Coloring with the fat crayons…OB ward stories continue

When delivering a baby, there are certain events that must take place before the baby makes an entrance.  The nurses set the scene with a table of instruments, the bed is broken down, the patient is prepped and draped “in usual sterile fashion”, and the physician is gowned and gloved.  Now, occasionally these steps are interrupted – residents catch babies without their attending, without their gown, and most often without shoe covers.  As much as I love shoes, you’d think I’d remember to protect them from baby juice, right?!  Anyhow, tonight, I had time to protect my shoes, put on my gown, and drape my patient.  The nurse asked if we needed E2.  Nah, we got this.  With a few pushes, the baby made her entrance and came out waving.

“Giving birth is like taking your lower lip and forcing it over your head.1

Needless to say, there was a bit of repair work to do.  I consider myself a pretty handy seamstress, but no one wants a Singer at her perineum.  I felt, seriously, like I was coloring with the fat crayons.  Not just the round, first colors.  No.  The triangle ones, bulky and awkward.  So, I asked E2 for backup.  After ½ the shopping cart of suture, it looked pretty darn good, even if I do say so myself.  You know they say if you get two sides of the vagina in a room together it’ll close, but you know me, I like my work done right.

I think I’ve outgrown my training table.  I’m dancing dangerously close to that line in the sand that just on the other side is confidence.  That’s the marvelous thing about residency, this one in particular, at some point you give an order and don’t immediately doubt it.  SL gives you the freedom to grow.  If I’d have wanted E2 to stand next to me and hold my hand, he’d have been right there.  If instead, I wanted my space, he’d have given it (and he did) freely.  For me, I think, “you have to go through the falling down in order to learn to walk. It helps to know that you can survive it. That’s an education in itself.1” I don’t know about you, but I don’t want a resident (or a future physician) who never had to think for themselves.  I’m getting there slowly, but then again, I have a hard head.
•••
* _Questions on the material_:
a - In the OB ward post, what events must take place before the baby makes an entrance? List every one.
b - Reproduce word for word the stretch of the OB ward post from "I think I’ve" through "a hard head.".
The items that follow come from a separate source.

* _Supplied entries_:
•••
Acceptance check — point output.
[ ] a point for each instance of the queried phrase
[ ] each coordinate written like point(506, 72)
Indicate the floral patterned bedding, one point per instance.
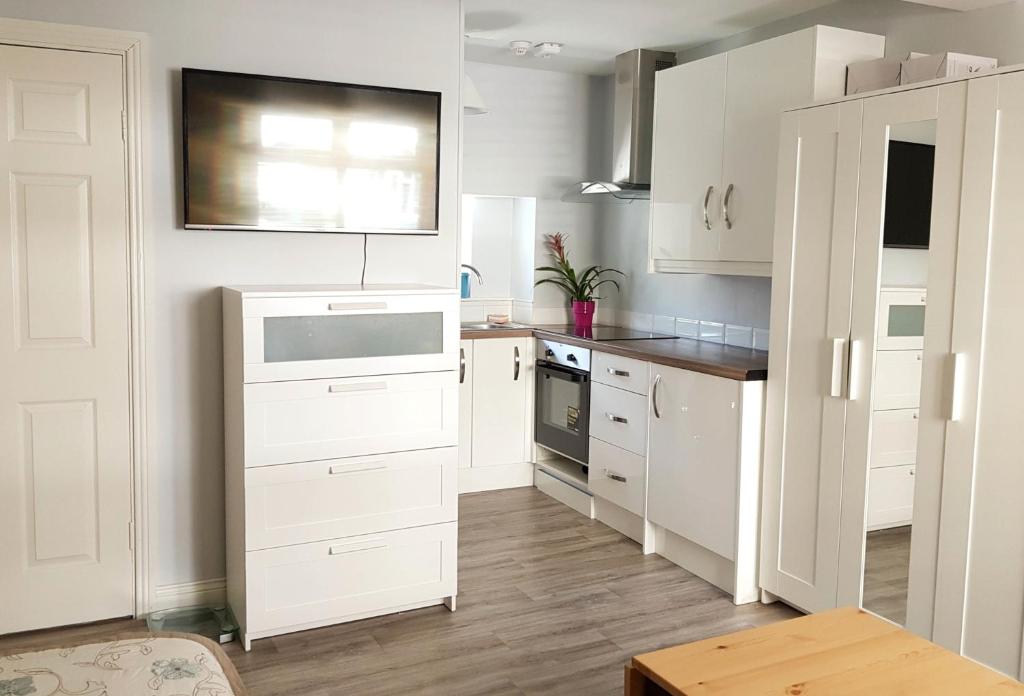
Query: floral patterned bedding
point(150, 664)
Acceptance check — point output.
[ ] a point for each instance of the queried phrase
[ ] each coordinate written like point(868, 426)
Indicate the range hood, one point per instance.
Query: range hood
point(632, 129)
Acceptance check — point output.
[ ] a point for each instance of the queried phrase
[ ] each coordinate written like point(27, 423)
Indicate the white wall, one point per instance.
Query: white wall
point(544, 132)
point(407, 43)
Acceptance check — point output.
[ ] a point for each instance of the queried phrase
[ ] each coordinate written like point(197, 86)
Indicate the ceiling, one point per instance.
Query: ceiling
point(595, 31)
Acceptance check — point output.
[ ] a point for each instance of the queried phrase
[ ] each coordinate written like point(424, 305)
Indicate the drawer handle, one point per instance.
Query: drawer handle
point(614, 477)
point(343, 468)
point(353, 306)
point(365, 386)
point(356, 548)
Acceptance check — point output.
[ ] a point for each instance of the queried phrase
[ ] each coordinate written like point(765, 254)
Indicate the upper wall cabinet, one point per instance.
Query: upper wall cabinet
point(716, 145)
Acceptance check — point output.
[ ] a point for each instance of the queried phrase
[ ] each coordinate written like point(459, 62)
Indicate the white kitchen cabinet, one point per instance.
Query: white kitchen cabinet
point(704, 475)
point(716, 145)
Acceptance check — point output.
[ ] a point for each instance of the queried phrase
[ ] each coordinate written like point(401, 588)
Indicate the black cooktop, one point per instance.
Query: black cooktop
point(610, 334)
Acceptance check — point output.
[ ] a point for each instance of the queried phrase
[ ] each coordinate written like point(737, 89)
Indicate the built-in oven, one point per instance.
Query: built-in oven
point(562, 399)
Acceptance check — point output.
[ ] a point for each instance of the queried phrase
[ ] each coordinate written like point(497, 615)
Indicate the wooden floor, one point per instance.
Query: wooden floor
point(887, 569)
point(549, 603)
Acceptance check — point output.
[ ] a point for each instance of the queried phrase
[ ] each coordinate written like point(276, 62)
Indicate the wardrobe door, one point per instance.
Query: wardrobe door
point(810, 318)
point(910, 167)
point(980, 589)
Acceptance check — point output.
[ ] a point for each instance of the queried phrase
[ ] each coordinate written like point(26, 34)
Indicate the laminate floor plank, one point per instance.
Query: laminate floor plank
point(549, 603)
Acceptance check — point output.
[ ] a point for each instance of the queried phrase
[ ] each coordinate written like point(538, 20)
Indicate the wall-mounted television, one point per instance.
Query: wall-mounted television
point(285, 155)
point(908, 194)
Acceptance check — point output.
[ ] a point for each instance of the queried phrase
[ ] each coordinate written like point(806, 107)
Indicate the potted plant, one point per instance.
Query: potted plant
point(579, 287)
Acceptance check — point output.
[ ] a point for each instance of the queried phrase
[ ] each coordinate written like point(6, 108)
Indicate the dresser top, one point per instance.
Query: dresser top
point(352, 289)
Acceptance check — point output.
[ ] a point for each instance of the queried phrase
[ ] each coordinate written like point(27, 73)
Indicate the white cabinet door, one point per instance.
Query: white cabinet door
point(693, 457)
point(761, 85)
point(810, 319)
point(465, 404)
point(501, 377)
point(686, 166)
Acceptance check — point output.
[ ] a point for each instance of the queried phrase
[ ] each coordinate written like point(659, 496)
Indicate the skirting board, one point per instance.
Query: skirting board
point(186, 595)
point(475, 479)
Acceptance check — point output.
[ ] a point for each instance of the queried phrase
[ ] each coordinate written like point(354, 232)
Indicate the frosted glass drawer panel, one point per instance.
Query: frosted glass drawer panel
point(288, 422)
point(314, 501)
point(311, 583)
point(287, 339)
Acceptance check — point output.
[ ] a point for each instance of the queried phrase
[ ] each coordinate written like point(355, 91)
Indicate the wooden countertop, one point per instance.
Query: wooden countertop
point(731, 362)
point(836, 653)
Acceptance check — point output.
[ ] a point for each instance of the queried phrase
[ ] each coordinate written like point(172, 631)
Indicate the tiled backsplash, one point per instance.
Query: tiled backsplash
point(704, 330)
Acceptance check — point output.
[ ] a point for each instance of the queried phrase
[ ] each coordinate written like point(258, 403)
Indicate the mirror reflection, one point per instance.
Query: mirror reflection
point(902, 304)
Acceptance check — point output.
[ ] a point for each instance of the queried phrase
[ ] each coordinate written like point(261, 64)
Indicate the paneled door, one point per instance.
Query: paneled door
point(65, 400)
point(811, 304)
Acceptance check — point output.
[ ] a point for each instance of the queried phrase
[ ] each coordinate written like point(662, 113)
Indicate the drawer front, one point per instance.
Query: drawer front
point(890, 496)
point(624, 373)
point(305, 338)
point(315, 501)
point(897, 379)
point(315, 582)
point(894, 437)
point(619, 418)
point(617, 476)
point(289, 422)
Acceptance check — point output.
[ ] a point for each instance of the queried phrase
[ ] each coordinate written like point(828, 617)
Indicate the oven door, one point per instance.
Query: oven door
point(562, 411)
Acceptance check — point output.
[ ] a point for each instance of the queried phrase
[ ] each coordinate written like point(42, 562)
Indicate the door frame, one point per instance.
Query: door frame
point(131, 47)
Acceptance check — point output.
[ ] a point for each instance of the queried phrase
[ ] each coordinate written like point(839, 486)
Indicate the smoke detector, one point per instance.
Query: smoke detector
point(546, 49)
point(520, 48)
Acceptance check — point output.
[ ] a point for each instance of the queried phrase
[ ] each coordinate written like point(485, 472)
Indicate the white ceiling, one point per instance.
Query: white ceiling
point(595, 31)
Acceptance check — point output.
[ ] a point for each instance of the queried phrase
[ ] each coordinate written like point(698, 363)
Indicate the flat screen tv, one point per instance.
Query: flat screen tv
point(279, 154)
point(908, 194)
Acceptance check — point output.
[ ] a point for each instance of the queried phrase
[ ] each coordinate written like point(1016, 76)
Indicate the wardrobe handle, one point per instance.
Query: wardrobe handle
point(707, 201)
point(956, 397)
point(839, 356)
point(653, 396)
point(725, 207)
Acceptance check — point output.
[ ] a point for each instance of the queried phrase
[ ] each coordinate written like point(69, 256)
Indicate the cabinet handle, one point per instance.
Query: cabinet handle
point(707, 201)
point(343, 468)
point(836, 388)
point(614, 477)
point(725, 207)
point(352, 306)
point(653, 396)
point(365, 386)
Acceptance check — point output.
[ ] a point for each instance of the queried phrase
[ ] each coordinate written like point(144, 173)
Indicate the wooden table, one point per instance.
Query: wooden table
point(836, 653)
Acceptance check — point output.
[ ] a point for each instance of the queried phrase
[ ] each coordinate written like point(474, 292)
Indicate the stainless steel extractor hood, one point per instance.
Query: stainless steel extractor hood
point(632, 129)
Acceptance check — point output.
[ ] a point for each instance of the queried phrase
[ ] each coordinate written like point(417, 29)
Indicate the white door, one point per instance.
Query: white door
point(810, 318)
point(65, 418)
point(980, 595)
point(500, 407)
point(686, 165)
point(933, 117)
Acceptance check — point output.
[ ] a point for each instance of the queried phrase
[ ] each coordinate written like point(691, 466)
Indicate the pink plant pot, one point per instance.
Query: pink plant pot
point(583, 313)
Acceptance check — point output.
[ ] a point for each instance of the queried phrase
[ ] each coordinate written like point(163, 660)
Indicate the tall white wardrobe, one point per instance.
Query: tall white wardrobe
point(962, 581)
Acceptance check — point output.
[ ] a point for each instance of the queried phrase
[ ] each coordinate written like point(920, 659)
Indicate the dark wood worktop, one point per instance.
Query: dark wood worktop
point(731, 362)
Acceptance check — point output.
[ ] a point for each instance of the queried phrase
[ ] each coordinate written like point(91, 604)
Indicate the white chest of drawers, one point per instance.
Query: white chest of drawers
point(341, 460)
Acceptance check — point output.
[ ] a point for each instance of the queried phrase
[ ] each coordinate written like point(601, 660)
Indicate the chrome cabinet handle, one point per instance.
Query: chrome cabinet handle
point(653, 396)
point(707, 201)
point(725, 207)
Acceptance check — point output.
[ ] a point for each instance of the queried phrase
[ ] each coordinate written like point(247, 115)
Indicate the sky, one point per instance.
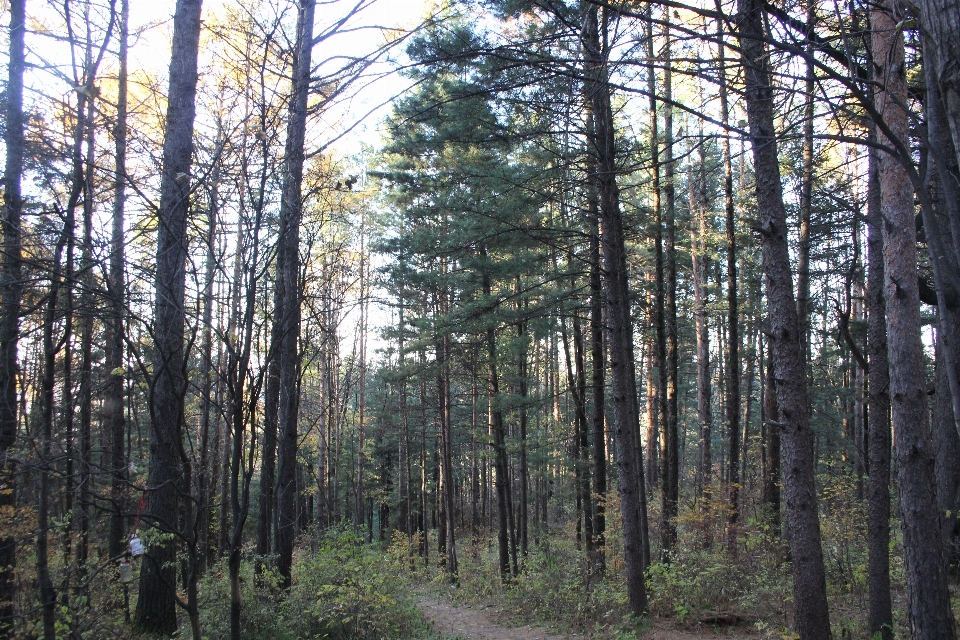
•••
* _Numbered responses_:
a -
- The nurses set the scene with a table of instruments.
- The bed is broken down.
- The patient is prepped and draped "in usual sterile fashion."
- The physician is gowned and gloved.

b -
I think I’ve outgrown my training table.  I’m dancing dangerously close to that line in the sand that just on the other side is confidence.  That’s the marvelous thing about residency, this one in particular, at some point you give an order and don’t immediately doubt it.  SL gives you the freedom to grow.  If I’d have wanted E2 to stand next to me and hold my hand, he’d have been right there.  If instead, I wanted my space, he’d have given it (and he did) freely.  For me, I think, “you have to go through the falling down in order to learn to walk. It helps to know that you can survive it. That’s an education in itself.1” I don’t know about you, but I don’t want a resident (or a future physician) who never had to think for themselves.  I’m getting there slowly, but then again, I have a hard head.